◆ Exercise task
Retype the whole listing, please, keeping every line exact and dropping the pictures.

◆ Given records
-- start --

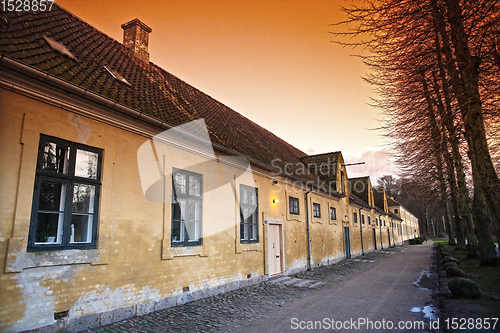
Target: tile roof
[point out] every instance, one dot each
(360, 190)
(151, 89)
(324, 166)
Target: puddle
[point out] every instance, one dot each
(429, 311)
(427, 281)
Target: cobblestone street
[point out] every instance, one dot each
(228, 311)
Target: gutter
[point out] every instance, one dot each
(309, 267)
(361, 230)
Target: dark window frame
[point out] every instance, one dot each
(293, 203)
(334, 215)
(177, 212)
(68, 180)
(316, 210)
(251, 222)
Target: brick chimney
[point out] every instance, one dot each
(136, 37)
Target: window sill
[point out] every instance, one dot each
(18, 258)
(170, 252)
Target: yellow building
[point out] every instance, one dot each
(125, 190)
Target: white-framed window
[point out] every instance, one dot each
(65, 205)
(293, 204)
(249, 214)
(316, 210)
(187, 208)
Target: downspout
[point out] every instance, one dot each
(309, 267)
(361, 229)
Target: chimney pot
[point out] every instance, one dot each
(136, 38)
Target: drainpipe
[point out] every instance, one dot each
(361, 229)
(309, 267)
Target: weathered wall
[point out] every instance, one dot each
(130, 265)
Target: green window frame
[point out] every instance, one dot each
(65, 207)
(249, 214)
(293, 204)
(316, 210)
(333, 213)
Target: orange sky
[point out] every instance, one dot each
(271, 60)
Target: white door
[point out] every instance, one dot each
(274, 248)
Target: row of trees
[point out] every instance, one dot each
(435, 65)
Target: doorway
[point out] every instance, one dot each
(347, 242)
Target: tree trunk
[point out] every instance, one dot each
(464, 201)
(437, 148)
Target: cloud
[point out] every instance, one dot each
(377, 164)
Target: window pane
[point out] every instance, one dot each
(252, 196)
(83, 198)
(194, 210)
(52, 195)
(180, 183)
(86, 164)
(244, 195)
(179, 208)
(194, 186)
(55, 158)
(177, 231)
(193, 230)
(49, 228)
(81, 228)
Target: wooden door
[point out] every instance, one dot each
(275, 249)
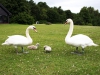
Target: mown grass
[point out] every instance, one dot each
(59, 62)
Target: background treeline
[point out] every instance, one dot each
(28, 12)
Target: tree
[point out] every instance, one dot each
(84, 14)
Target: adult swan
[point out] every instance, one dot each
(19, 40)
(79, 40)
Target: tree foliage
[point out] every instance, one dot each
(28, 12)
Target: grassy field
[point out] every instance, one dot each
(59, 62)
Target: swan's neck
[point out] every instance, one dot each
(28, 36)
(70, 30)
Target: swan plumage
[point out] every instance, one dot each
(20, 40)
(79, 40)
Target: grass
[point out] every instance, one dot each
(59, 62)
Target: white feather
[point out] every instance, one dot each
(77, 40)
(19, 40)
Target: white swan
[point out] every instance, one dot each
(19, 40)
(77, 40)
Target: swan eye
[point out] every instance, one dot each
(34, 28)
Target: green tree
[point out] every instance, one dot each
(84, 14)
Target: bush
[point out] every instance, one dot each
(23, 18)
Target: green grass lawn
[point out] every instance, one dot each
(59, 62)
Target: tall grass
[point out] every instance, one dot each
(59, 62)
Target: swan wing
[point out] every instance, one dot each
(17, 40)
(80, 40)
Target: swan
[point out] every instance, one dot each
(19, 40)
(33, 47)
(79, 40)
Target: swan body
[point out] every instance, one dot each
(33, 47)
(19, 40)
(79, 40)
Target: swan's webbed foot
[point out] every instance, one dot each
(24, 51)
(77, 52)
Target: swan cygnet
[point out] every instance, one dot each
(20, 40)
(79, 40)
(47, 49)
(33, 47)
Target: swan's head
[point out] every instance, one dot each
(68, 21)
(32, 27)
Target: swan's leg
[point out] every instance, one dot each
(82, 50)
(23, 50)
(16, 49)
(75, 51)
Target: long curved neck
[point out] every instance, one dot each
(70, 30)
(27, 35)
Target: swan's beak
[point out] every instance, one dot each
(35, 30)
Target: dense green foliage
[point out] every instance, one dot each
(59, 62)
(43, 13)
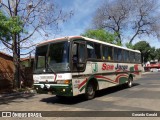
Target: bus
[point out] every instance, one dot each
(76, 65)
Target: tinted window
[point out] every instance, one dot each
(132, 56)
(138, 57)
(120, 57)
(93, 50)
(126, 56)
(115, 54)
(107, 53)
(97, 50)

-- end --

◆ Output below
Target: tile roof
[point out] every instance, one dot each
(360, 190)
(151, 89)
(324, 166)
Target: puddle
[point out] every instance, one dot each
(429, 311)
(427, 281)
Target: cobblestone street
[point out] every instance, one dot each
(228, 311)
Target: gutter
[point out] every instance, one dot each
(309, 267)
(361, 230)
Target: dark window frame
[point out] every instance, one dot each
(293, 203)
(334, 215)
(177, 212)
(68, 180)
(316, 210)
(251, 222)
Target: brick chimney
[point out] every instance, one dot each
(136, 37)
Target: window sill
[point out] every instance, one dot each
(18, 258)
(170, 252)
Target: yellow building
[point out] every instance, one dot each
(125, 190)
Target: white-framed window
[point out] every instance, one dot each
(65, 205)
(293, 204)
(249, 214)
(316, 210)
(187, 208)
Target: downspout
[point out] every instance, one dot each
(309, 267)
(361, 229)
Target: chimney pot
[point out] every instance, one dot each
(136, 38)
Target: drainpipe
[point out] every instance, one dot each
(361, 229)
(309, 267)
Target: weathered wall
[point out] every instance, one dot each
(130, 265)
Target: green window frame
[point out] every instance, one dot each
(65, 207)
(249, 214)
(293, 204)
(316, 210)
(333, 213)
Target: orange sky
[point out] every instance, one dot each
(271, 60)
Target: white door
[point out] every instance, one dot each
(274, 248)
Target: row of trees
[point out] every instance, one dot each
(435, 65)
Target: doorway
[point out] every instance, one dot each
(347, 242)
Target: tree trunk
[point out] every instance, one dot each
(464, 201)
(437, 148)
Target: cloud
[point out] every instance, one dot each
(377, 164)
Target: window pane
[point out] every instance, one dot each
(252, 196)
(83, 198)
(194, 210)
(52, 195)
(180, 183)
(86, 164)
(244, 195)
(179, 208)
(194, 186)
(55, 158)
(177, 231)
(193, 230)
(49, 228)
(81, 228)
Target: wooden door
[point out] every instance, one dot each
(275, 249)
Target: mown grass
[point out] every instance, one dot each
(59, 62)
Target: background treeline
[point out] every instance, one dot each
(28, 12)
Target: tree
[point out] every instance, one dot each
(84, 14)
Target: adult swan
[point out] every instance, one dot each
(19, 40)
(79, 40)
Target: tree foliage
[point out] every instance, one dot each
(28, 12)
Target: grassy field
[point out] every instance, one dot each
(59, 62)
Target: swan's neck
[point out] every instance, one dot each
(28, 36)
(70, 30)
Target: swan plumage
[point out] every instance, one dot each
(20, 40)
(79, 40)
Target: grass
[point out] every instance, one dot each
(59, 62)
Target: white feather
[point out] every instance, one dot each
(77, 40)
(19, 40)
Target: white swan
[point out] every instance, one dot each
(19, 40)
(77, 40)
Target: swan eye
[point out] every instance, one dot each
(34, 28)
Target: green tree
[point out] every instance, one dot each
(84, 14)
Target: bush
[point out] every instance, one dot each
(23, 18)
Target: green grass lawn
[point out] every instance, one dot each
(59, 62)
Target: tall grass
[point out] every instance, one dot each
(59, 62)
Target: swan wing
[point out] every instance, one dot each
(17, 40)
(80, 40)
Target: swan
[point out] every instance, one dot each
(19, 40)
(33, 47)
(79, 40)
Target: swan body
[point out] every instance, one dot each
(33, 47)
(19, 40)
(79, 40)
Target: swan's webbed foot
[point out] every instance, one dot each
(24, 51)
(77, 52)
Target: swan cygnet
[point out] every instance, one dot each
(20, 40)
(79, 40)
(47, 49)
(33, 47)
Target: swan's head
[point out] every instance, one dot each
(68, 21)
(32, 27)
Target: swan's leg
[point out] every instance, one dot each
(82, 50)
(23, 50)
(16, 49)
(75, 51)
Target: long curved neck
[point out] every instance, one dot each
(70, 30)
(27, 35)
Target: swan's beak
[point out] every instance, one dot each
(35, 30)
Target: dense green foliage
[point out] every instance, one dot each
(59, 62)
(43, 13)
Target: bus
[point out] every instance, one dot each
(76, 65)
Target: tinted window
[point out] every instance, one dot each
(132, 56)
(138, 57)
(120, 57)
(93, 50)
(126, 56)
(115, 54)
(107, 53)
(97, 50)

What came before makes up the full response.